**WHAT THIS TASK INVOLVES:**
Every line of the entries below from the one containing "of the tree" to the one containing "the person standing", both ends included, must be written out exactly. No other line belongs in the answer.

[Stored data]
BEGIN

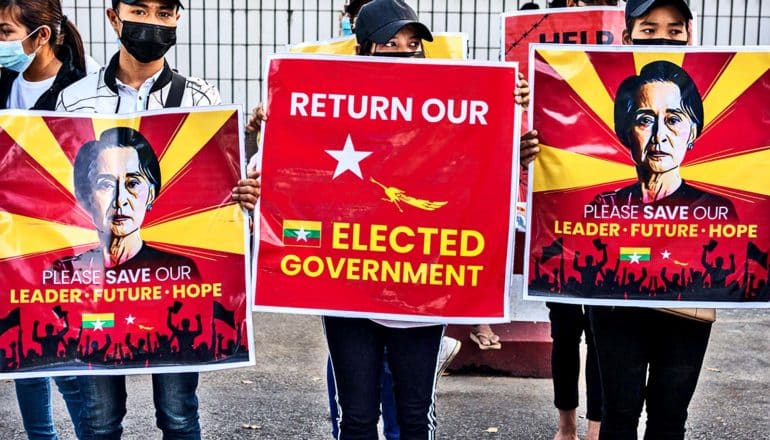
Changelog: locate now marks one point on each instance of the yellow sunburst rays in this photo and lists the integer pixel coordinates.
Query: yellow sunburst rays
(566, 170)
(743, 70)
(210, 229)
(33, 136)
(20, 235)
(220, 228)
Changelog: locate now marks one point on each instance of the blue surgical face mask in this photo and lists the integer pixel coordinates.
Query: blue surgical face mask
(12, 55)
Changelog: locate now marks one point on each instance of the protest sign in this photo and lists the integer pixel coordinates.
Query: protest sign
(387, 189)
(120, 251)
(650, 187)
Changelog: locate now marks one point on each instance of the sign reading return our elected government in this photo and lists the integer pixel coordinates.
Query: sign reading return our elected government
(651, 187)
(120, 250)
(387, 188)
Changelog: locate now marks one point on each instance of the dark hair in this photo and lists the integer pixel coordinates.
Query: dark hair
(656, 71)
(118, 137)
(35, 13)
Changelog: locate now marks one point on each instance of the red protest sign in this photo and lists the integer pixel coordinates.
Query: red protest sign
(584, 25)
(120, 251)
(387, 188)
(650, 188)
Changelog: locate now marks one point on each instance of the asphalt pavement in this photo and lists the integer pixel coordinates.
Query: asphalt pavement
(284, 395)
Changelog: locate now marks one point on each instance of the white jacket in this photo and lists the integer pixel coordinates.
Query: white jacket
(98, 92)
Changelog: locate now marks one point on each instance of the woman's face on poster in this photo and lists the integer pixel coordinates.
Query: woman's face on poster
(121, 192)
(662, 131)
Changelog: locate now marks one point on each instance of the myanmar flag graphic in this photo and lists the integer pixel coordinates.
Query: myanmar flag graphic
(634, 254)
(97, 321)
(302, 233)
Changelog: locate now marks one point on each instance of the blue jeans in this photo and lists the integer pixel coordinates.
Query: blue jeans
(357, 348)
(387, 399)
(104, 406)
(34, 398)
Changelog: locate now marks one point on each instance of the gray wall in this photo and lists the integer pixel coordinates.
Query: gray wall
(228, 41)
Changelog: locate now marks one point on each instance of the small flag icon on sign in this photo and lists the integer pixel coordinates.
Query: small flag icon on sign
(634, 255)
(97, 321)
(302, 233)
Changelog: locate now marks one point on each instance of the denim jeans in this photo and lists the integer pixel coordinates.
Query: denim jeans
(631, 341)
(357, 348)
(34, 398)
(568, 323)
(104, 406)
(387, 400)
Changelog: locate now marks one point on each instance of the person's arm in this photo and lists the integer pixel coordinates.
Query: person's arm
(35, 336)
(247, 191)
(703, 258)
(200, 325)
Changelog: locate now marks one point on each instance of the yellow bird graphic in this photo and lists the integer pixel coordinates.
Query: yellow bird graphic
(396, 195)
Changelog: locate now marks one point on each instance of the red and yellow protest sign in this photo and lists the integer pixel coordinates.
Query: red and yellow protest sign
(386, 188)
(445, 45)
(120, 251)
(650, 186)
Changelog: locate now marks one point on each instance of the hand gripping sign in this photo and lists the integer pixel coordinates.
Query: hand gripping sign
(387, 188)
(650, 189)
(120, 251)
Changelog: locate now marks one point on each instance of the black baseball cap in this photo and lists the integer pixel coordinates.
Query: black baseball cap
(131, 2)
(380, 20)
(638, 8)
(354, 6)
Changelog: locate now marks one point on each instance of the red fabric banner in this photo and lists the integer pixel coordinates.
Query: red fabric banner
(387, 189)
(650, 189)
(120, 251)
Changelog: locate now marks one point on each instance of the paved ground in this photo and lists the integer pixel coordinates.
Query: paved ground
(284, 395)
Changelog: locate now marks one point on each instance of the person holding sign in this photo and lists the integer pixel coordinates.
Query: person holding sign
(646, 356)
(138, 78)
(41, 54)
(357, 345)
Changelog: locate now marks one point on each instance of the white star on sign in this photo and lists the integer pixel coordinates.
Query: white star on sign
(302, 234)
(348, 159)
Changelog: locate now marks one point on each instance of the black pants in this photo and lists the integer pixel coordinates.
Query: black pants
(568, 323)
(629, 341)
(356, 348)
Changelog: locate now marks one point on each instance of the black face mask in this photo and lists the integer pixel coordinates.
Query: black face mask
(658, 42)
(147, 42)
(417, 54)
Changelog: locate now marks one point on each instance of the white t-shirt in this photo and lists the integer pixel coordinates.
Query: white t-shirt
(24, 94)
(132, 100)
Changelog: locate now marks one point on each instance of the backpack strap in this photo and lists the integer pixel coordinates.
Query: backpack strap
(174, 98)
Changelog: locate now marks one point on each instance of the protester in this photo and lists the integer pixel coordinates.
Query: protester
(647, 356)
(138, 78)
(41, 54)
(568, 323)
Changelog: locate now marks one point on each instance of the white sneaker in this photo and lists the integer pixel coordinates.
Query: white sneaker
(448, 350)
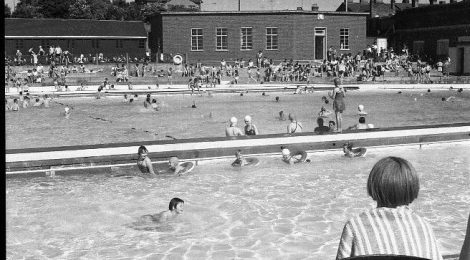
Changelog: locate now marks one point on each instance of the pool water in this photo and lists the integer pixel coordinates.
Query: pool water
(109, 120)
(272, 211)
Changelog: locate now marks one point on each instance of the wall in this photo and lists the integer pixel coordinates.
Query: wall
(295, 34)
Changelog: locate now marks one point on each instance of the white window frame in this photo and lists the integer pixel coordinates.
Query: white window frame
(195, 35)
(247, 38)
(274, 37)
(221, 37)
(344, 39)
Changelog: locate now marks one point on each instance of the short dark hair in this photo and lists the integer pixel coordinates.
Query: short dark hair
(174, 202)
(393, 182)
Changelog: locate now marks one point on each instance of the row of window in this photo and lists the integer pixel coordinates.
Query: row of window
(70, 44)
(246, 39)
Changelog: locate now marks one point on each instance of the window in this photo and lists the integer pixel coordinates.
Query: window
(246, 38)
(271, 38)
(442, 48)
(19, 44)
(344, 39)
(221, 39)
(119, 44)
(418, 47)
(196, 39)
(141, 43)
(95, 44)
(71, 44)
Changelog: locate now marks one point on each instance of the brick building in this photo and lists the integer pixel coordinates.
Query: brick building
(76, 36)
(298, 35)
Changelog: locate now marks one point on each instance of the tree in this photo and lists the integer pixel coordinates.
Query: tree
(7, 11)
(27, 9)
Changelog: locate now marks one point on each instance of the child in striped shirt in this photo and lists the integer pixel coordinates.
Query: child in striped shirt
(392, 228)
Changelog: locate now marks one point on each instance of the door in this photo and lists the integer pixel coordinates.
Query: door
(320, 43)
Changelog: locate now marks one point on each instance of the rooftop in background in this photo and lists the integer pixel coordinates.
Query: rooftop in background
(15, 27)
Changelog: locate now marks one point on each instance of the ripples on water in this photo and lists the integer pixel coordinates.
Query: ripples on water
(270, 211)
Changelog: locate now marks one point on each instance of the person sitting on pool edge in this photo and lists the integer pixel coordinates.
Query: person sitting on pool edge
(391, 228)
(321, 129)
(240, 161)
(143, 162)
(175, 208)
(233, 130)
(174, 165)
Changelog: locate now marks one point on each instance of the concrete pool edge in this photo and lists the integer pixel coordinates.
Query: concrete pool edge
(47, 160)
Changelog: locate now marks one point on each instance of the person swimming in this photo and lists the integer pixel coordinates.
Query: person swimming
(175, 208)
(143, 162)
(175, 166)
(240, 161)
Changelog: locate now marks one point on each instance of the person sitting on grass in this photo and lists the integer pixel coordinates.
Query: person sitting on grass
(391, 228)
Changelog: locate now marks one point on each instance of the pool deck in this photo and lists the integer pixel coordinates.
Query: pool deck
(268, 87)
(68, 159)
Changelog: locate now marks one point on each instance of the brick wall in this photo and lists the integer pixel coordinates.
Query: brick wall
(295, 34)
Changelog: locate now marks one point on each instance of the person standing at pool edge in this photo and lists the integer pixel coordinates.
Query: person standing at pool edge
(391, 228)
(250, 128)
(143, 162)
(233, 130)
(338, 103)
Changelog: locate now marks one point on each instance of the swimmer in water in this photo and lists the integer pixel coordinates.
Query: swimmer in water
(240, 161)
(67, 112)
(175, 208)
(143, 162)
(361, 111)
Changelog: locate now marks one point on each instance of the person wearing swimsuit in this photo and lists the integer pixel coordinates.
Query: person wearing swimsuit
(294, 126)
(338, 103)
(250, 128)
(143, 162)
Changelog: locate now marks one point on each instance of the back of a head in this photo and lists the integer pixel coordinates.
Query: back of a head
(174, 202)
(142, 149)
(393, 182)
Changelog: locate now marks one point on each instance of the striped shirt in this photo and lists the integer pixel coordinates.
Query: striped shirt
(388, 231)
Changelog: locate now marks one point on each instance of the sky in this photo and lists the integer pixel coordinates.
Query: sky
(216, 5)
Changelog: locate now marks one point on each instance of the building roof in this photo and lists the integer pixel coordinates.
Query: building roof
(380, 9)
(72, 28)
(185, 3)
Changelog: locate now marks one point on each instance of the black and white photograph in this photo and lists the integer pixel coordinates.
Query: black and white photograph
(237, 129)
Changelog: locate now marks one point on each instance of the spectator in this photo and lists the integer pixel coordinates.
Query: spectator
(391, 228)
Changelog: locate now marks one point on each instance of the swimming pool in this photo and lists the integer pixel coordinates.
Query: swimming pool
(109, 120)
(272, 211)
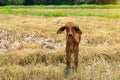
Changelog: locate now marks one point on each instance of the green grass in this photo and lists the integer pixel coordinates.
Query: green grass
(67, 7)
(105, 13)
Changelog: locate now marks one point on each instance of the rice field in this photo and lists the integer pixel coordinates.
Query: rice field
(30, 49)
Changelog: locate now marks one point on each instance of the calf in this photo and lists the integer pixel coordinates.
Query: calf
(73, 37)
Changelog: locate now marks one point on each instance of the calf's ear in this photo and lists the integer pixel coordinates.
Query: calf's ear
(77, 30)
(60, 30)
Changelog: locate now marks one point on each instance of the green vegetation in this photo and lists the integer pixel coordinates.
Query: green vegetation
(55, 2)
(105, 11)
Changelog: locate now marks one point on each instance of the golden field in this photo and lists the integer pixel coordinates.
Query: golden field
(29, 59)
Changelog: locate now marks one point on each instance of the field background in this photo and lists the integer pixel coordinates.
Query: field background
(30, 49)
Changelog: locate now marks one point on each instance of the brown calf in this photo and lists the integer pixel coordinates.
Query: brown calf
(73, 37)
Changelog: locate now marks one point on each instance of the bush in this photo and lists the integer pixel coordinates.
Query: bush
(15, 2)
(2, 2)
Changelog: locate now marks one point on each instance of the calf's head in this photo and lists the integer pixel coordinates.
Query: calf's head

END

**COMPLETED TASK:**
Changelog: locate now marks one point on each instance of the tree in this photo and lists the integer pixel coordinates.
Query: tree
(7, 11)
(27, 9)
Changelog: locate now marks one point on each instance of the child in striped shirt in this photo and lists the integer pixel coordinates.
Query: child in striped shirt
(392, 228)
Changelog: locate now marks one point on each instance of the door in this photo and lists the integer pixel coordinates.
Query: door
(320, 43)
Changelog: locate now marks one point on each instance of the rooftop in background in this photo and lists the integer pixel coordinates.
Query: rooftop in background
(15, 27)
Changelog: locate now marks one point on each instance of the ripples on water in this photo and lists the integer pixel coordinates.
Query: ripples on water
(270, 211)
Changelog: locate now marks one point on each instance of the person sitting on pool edge in this photo and lists the integer pixel coordinates.
Query: person sitting on pool edge
(391, 228)
(321, 129)
(240, 161)
(143, 162)
(175, 208)
(233, 130)
(174, 165)
Changelog: locate now marks one point on each instance of the concrete pool edge in this photo and lists the integer pixel coordinates.
Query: concrete pool edge
(47, 160)
Changelog: locate now marks one point on each instance of the person swimming in this photo and lists the integer pixel coordinates.
Query: person swimming
(175, 208)
(143, 162)
(175, 166)
(240, 161)
Changelog: locate now marks one point on each instance of the person sitting on grass in this photo and lists the integer pixel coordinates.
Query: person sitting on grass
(391, 228)
Changelog: locate now marks one point on each instance of the pool deck in this photo and lists the integer pixel coordinates.
Query: pool deck
(268, 87)
(68, 159)
Changelog: locate now marks one point on each instance of the brick wall in this photo and lists the integer pixel coordinates.
Query: brick wall
(295, 34)
Changelog: locate now marks one point on each instance of the person standing at pool edge in this photo and lists the integer pixel coordinates.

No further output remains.